== What the task asks ==
According to the text on heart rate variability, what are the two standard recording windows defined in the 1996 Task Force guidelines?

== Text provided ==
* * *

A very low frequency (VLF) band also exists below 0.04 Hz, but it requires long recordings to measure meaningfully. The 1996 Task Force guidelines from the European Society of Cardiology and the American Heart Association specifically note that VLF assessed from short-term recordings of five minutes or less is unreliable and should be avoided.
Poincaré Plots
A Poincaré plot is a visual method that graphs each R-R interval against the one immediately before it, creating a scatter plot. In a healthy heart, the resulting cloud of dots forms an elongated ellipse. Two measurements are taken from this ellipse. SD1 is the width of the minor axis, capturing short-term, beat-to-beat variability (it correlates closely with RMSSD). SD2 is the length of the major axis, reflecting longer-term variability. Together they give a geometric picture of how your heart rhythm behaves on different timescales.
Recording Duration Matters
The gold standard laid out in the 1996 Task Force guidelines defines two standard recording windows: 5-minute short-term recordings and 24-hour long-term recordings. These aren’t arbitrary. Five minutes provides enough data for reliable time-domain and frequency-domain analysis in a stationary state. Twenty-four hours captures the full range of daily variation, including sleep, activity, and circadian rhythms.
Many consumer devices now use “ultra-short” recordings of one to two minutes, or even just 60 seconds. Research has validated some metrics (particularly RMSSD and lnRMSSD) from these shorter windows under controlled conditions, which is why your smartwatch can give you a morning HRV reading from a brief measurement. But not all metrics are valid at all recording lengths. SDNN from a 60-second recording, for example, carries far less physiological meaning than SDNN from a 24-hour recording.
ECG vs. Optical Sensors
Clinical HRV analysis uses electrocardiography (ECG), which detects the heart’s electrical signals directly. The R-wave is sharp and distinct, making it easy to pinpoint the exact moment of each heartbeat down to the millisecond. Chest strap heart rate monitors work on the same principle and provide similarly precise R-R intervals.
Most wrist-worn wearables use a different technology: photoplethysmography (PPG). Instead of detecting electrical activity, optical sensors shine light into your skin and measure changes in blood volume as pulse waves arrive at your wrist. The intervals measured this way are technically pulse-to-pulse intervals, not R-R intervals, and they’re sometimes called pulse rate variability (PRV) rather than true HRV. Several factors can introduce discrepancies: how quickly the pulse wave travels through your blood vessels, skin perfusion, wrist motion, and how tightly the band fits. During rest, PPG-derived measurements tend to agree reasonably well with ECG. During movement or exercise, accuracy drops.
What the Numbers Actually Tell You
Higher HRV generally indicates a more adaptable cardiovascular system. Your autonomic nervous system is constantly fine-tuning your heart rate in response to breathing, posture, stress, digestion, and dozens of other inputs. When it’s functioning well, those adjustments produce noticeable beat-to-beat variation. When the system is under strain from illness, chronic stress, poor sleep, or cardiovascular disease, that variability narrows.
HRV varies enormously between individuals. Age is the strongest factor: values decline steadily from young adulthood onward. Sex, fitness level, and genetics all play roles too. This is why tracking your own trends over weeks and months is more informative than comparing your number to someone else’s. A single reading on a given morning reflects that moment’s autonomic state. The real signal emerges from the pattern over time.

* * *

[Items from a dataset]
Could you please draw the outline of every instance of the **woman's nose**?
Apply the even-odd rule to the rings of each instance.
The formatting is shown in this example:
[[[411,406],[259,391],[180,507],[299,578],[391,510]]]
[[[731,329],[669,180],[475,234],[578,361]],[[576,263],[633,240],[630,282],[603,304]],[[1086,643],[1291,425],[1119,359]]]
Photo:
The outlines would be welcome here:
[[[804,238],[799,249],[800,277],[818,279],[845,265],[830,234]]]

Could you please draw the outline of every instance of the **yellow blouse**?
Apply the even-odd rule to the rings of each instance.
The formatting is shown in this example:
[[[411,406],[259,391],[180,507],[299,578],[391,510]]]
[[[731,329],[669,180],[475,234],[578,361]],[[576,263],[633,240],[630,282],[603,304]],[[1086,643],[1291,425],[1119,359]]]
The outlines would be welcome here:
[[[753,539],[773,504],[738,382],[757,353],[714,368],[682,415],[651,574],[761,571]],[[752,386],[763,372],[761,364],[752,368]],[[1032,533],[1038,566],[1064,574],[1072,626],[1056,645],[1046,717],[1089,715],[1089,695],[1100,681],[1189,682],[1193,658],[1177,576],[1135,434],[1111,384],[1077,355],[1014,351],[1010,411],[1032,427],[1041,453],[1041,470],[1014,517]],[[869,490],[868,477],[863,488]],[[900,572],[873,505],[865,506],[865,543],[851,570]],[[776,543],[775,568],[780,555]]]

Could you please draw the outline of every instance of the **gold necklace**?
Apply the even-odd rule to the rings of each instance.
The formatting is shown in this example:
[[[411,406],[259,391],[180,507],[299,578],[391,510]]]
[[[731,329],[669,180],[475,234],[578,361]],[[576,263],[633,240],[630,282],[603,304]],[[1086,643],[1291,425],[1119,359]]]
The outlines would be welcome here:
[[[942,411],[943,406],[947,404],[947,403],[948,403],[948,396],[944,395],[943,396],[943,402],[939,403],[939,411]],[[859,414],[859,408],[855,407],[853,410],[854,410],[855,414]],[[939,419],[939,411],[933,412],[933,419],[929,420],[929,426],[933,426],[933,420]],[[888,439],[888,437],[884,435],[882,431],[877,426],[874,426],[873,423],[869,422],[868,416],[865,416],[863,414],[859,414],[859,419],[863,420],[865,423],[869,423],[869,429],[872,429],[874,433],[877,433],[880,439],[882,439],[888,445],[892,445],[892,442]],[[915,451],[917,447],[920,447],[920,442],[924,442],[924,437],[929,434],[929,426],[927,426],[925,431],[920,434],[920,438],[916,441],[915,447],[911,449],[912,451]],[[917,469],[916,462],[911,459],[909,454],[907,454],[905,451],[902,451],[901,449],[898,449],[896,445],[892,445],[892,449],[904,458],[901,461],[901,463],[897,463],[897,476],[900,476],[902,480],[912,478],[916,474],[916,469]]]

* * *

== Solution for this task ==
The two standard windows are 5-minute short-term recordings and 24-hour long-term recordings.